_文档摘录:_
设ancestor[ i ][ j ]为结点 i 的2 ^ j祖先
设up[ i ][ j ]为由结点 i 到结点 i 的2 ^ j -1祖先获得的最大利润
设down[ i ][ j ]为由结点 i 的2 ^ j - 1 祖先到结点 i 到获得的最大利润
设dmax[ i ][ j ]为由结点 i 到结点 i 的2 ^ j - 1祖先的最大值
设dmin[ i ][ j ]为由结点 i 到结点 i 的2 ^ j - 1 祖先的最小值
令fa=ancestor[ i ][ j -1 ] , 那么我们可以得出状态转移方程:
up[ i ][ j ] = max( max( up[ i ][ j -1 ] , up[ fa ][ j - 1 ] ) , dmax[ fa ][ j - 1 ] -dmin[ i ][ j - 1 ] )
down[ i ][ j ] = max( max( down[ i ][ j -1 ] , down[ fa ][ j - 1 ] ) , dmax[ i ][ j - 1 ] -dmin[ fa ][ j - 1 ] )
dmax[ i ][ j ] = max( dmax[ i ][ j - 1 ] , dmax[ fa ][ j - 1 ] )
dmin[ i ][ j ] = min( dmin[ i ][ j - 1 ] , dmin[ fa ][ j - 1 ] )
所以先dfs预处理4个数组,然后tarjan离线查询每个询问u,v的lca,最后循环更新每个询问的最大利润,详见代码:
#include<cstdio>
#include<cstring>
#include<vector>
#include<algorithm>
using namespace std;
const int MAXN=50000+100;
int n,m,edge_cnt;
int head[MAXN],depth[MAXN],fa[MAXN],w[MAXN],vis[MAXN],lca[MAXN],a[MAXN],b[MAXN];
int dmax[MAXN][20],dmin[MAXN][20],ancestor[MAXN][20],up[MAXN][20],down[MAXN][20];
struct Edge
{
int v;
int next;
}edge[2*MAXN];
struct node
{
int v;
int id;
};
vector<node>G[MAXN];
void init()
{
edge_cnt=0;
memset(head,-1,sizeof(head));
for(int i=1;i<=n;i++)
fa[i]=i,vis[i]=0,G[i].clear();
}
void addedge(int u,int v)
{
edge[edge_cnt].v=v;
edge[edge_cnt].next=head[u];
head[u]=edge_cnt++;
}
int findset(int x)
{
return fa[x]==x ? x:fa[x]=findset(fa[x]);
}
void dfs(int u,int f,int dep)

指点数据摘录
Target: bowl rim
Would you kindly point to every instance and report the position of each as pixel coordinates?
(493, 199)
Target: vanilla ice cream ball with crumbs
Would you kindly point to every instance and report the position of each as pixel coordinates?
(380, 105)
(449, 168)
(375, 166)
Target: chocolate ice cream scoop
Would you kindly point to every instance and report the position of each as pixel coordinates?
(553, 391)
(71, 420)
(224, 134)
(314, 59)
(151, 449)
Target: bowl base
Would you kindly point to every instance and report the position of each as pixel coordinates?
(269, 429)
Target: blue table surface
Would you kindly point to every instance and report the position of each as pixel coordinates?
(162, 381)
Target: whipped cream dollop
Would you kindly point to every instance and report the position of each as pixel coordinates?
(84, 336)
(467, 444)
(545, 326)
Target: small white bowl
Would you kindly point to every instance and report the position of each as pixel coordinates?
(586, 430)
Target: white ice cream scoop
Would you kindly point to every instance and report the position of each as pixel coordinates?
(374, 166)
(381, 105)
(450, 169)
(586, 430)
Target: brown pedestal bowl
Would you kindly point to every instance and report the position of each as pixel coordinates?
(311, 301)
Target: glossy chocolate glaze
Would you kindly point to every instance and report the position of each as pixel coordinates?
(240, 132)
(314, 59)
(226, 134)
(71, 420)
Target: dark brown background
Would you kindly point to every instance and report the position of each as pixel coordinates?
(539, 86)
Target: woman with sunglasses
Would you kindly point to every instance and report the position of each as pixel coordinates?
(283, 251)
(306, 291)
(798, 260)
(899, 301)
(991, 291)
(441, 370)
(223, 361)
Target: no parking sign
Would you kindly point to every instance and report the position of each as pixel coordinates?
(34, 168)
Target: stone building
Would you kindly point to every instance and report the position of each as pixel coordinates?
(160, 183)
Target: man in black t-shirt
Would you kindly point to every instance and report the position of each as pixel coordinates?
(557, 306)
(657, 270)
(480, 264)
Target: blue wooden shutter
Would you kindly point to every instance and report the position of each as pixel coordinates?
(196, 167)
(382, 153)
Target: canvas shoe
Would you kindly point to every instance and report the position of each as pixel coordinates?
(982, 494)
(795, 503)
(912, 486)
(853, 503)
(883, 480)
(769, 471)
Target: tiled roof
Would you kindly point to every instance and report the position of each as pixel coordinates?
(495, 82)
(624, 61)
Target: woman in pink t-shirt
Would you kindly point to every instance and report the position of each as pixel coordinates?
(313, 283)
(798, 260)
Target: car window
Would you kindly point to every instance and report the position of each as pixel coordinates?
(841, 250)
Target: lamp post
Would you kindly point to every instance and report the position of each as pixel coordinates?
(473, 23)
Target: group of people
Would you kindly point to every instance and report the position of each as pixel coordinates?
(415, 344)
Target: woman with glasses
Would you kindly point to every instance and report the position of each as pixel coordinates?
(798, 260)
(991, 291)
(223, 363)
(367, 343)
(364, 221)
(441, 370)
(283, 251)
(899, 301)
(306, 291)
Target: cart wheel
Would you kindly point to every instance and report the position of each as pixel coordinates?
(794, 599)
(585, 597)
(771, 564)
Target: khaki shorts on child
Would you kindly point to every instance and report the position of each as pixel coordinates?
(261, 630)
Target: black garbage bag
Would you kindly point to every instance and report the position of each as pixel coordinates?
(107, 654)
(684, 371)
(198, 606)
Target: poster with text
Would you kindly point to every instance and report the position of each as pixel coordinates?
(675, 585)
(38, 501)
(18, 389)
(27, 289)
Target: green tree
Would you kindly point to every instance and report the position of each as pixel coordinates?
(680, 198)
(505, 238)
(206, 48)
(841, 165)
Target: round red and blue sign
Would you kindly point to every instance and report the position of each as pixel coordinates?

_任务要求:_ 在这段关于树上最大利润的算法说明中,每个询问u,v的lca是用什么方法求出的?

_书面解答:_ 用tarjan离线查询求出。